::: Extracted information :::

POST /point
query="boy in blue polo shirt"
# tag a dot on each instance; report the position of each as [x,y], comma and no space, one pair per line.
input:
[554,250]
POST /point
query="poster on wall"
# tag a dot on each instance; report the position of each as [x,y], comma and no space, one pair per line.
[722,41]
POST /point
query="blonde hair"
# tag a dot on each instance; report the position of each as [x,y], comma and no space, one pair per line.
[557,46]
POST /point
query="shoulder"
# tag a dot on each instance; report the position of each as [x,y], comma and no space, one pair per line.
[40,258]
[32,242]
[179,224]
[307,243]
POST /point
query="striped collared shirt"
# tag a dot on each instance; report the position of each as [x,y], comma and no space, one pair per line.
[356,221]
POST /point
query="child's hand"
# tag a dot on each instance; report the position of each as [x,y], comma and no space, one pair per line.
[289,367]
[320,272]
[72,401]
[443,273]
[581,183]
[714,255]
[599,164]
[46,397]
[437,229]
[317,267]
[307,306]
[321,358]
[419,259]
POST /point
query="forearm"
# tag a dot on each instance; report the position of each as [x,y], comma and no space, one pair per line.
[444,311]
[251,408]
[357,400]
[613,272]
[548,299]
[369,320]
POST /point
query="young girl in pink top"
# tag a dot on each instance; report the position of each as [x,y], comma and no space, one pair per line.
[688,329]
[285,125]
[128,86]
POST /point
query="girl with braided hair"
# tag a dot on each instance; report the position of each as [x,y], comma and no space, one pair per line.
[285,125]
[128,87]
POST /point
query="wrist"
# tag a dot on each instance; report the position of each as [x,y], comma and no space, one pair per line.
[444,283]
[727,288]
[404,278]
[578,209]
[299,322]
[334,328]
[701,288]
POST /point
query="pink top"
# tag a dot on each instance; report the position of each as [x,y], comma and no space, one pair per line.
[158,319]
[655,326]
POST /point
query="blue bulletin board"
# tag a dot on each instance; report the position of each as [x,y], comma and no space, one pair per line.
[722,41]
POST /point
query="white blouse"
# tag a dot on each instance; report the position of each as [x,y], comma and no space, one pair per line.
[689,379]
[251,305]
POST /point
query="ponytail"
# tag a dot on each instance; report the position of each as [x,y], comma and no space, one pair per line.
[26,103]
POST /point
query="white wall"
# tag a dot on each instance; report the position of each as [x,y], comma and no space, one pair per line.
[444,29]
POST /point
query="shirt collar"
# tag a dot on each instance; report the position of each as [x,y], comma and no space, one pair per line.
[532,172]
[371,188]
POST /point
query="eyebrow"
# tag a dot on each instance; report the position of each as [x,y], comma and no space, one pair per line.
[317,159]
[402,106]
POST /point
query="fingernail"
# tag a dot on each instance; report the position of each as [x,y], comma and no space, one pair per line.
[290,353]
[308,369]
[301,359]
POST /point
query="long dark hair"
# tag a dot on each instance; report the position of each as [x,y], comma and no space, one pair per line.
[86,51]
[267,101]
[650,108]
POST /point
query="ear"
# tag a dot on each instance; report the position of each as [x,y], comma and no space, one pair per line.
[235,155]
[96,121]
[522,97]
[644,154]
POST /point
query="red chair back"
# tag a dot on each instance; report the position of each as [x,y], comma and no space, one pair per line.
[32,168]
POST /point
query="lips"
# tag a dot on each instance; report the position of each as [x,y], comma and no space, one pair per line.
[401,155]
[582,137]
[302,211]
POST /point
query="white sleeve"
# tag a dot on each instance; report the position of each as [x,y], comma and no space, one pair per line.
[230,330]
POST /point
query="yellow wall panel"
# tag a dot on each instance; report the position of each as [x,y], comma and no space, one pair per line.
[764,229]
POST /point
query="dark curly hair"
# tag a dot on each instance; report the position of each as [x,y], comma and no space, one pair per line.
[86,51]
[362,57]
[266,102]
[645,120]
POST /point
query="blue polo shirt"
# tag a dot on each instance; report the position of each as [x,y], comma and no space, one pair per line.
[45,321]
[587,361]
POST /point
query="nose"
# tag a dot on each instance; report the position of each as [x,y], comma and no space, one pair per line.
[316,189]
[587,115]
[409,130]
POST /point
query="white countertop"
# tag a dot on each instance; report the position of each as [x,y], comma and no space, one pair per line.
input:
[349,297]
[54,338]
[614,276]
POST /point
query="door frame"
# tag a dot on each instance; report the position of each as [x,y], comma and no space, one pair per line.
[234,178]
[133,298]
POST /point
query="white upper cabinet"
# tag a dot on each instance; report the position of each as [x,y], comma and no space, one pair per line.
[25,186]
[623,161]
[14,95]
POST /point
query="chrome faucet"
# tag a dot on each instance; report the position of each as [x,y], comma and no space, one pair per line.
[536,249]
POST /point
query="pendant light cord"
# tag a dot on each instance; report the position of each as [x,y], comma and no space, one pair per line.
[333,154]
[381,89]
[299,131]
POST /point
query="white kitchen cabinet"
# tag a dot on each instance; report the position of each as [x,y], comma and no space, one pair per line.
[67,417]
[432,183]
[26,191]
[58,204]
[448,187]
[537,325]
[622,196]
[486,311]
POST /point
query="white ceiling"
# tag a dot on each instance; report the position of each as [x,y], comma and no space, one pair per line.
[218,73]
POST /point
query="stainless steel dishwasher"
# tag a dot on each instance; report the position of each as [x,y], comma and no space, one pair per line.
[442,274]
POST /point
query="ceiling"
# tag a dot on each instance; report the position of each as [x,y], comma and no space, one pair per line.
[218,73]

:::

Write only the number of lines above in which the word "blue" is found.

-- Response box --
3